The colder weather has brought about a few changes, and producers should be prepared. Our first cold spell was enough to stress or kill Johnson grass and other Sudan-type grasses in the majority of the county.
As we get into fall and continuous colder weather, farmers are gearing up for wheat planting in a lot of areas.
Prussic acid in Johnson grass
Johnson grass is a warm-season perennial invasive grass that is grown all over the county and most of the southern United States. It can grow up to 6 feet tall if left unmowed. When in favorable conditions, the grass can be a good forage for livestock and cattle hay. Most producers have some Johnson grass in their hay fields. Through the hay-cutting process, prussic acid is released as the plant dries out before baling.
In pastures, stressed Johnson grass produces a buildup of prussic acid in the plant that is lethal to cattle and other ruminant animals. As ruminants consume plant materials containing cyanide-producing compounds, prussic acid is liberated in the rumen, absorbed into the bloodstream and carried to body tissues where it interferes with oxygen usage.
When lethal amounts are consumed, animals can die without visible symptoms of poisoning, but bloating is a common symptom seen. Symptoms from smaller amounts include labored breathing, irregular pulse, frothing at the mouth and staggering. When large amounts of prussic acid are consumed, it can be lethal in hours.
Horses are not as susceptible to prussic acid poisoning due to differences in their digestive system. Being a monogastric or one-stomached animal, they are capable of breaking down prussic acid. On rare occasions, prussic acid poisoning can occur. If so, it is usually lethal.
Farmers on the move
Consistent cold weather brings a green light for farmers to begin planting wheat. A large percentage of farmers grow wheat in Denton County in some capacity. A very small amount of winter wheat has already been planted and emerged, but the majority will be planted in the next few weeks.
Wheat is ranked third in field crops produced in the United States. The winter annual must be grown in a prepared seedbed with a seeding rate of 30 to 120 pounds to the acre, with a planting depth of 1 to 1 1/2 inches.

+-------+

▶ TASK REQUIREMENTS:
a - In the article on cold weather and farming, how tall can Johnson grass grow if it is left unmowed?
b - From the article on cold weather and farming, extract the passage that opens with the words containing "Prussic acid in Johnson" and closes with "out before baling.".

(Records in a dataset)
+-------+

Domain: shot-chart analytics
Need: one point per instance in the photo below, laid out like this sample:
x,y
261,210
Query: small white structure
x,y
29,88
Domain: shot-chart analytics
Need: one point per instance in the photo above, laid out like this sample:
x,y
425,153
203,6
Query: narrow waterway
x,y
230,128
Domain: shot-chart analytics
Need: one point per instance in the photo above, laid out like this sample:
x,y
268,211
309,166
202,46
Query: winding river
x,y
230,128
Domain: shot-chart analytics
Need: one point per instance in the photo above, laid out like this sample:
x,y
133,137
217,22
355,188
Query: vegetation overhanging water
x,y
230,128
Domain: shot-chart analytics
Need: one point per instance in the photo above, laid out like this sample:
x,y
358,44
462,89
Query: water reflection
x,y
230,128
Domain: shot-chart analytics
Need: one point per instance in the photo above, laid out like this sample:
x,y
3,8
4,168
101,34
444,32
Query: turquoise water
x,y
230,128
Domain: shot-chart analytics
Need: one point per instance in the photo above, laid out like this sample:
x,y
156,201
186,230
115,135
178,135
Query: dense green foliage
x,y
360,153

+-------+

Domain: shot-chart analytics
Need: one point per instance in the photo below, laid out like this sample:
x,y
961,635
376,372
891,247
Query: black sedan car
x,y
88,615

+-------+

▶ ANSWERS BELOW:
a - Up to 6 feet tall.

b -
Prussic acid in Johnson grass
Johnson grass is a warm-season perennial invasive grass that is grown all over the county and most of the southern United States. It can grow up to 6 feet tall if left unmowed. When in favorable conditions, the grass can be a good forage for livestock and cattle hay. Most producers have some Johnson grass in their hay fields. Through the hay-cutting process, prussic acid is released as the plant dries out before baling.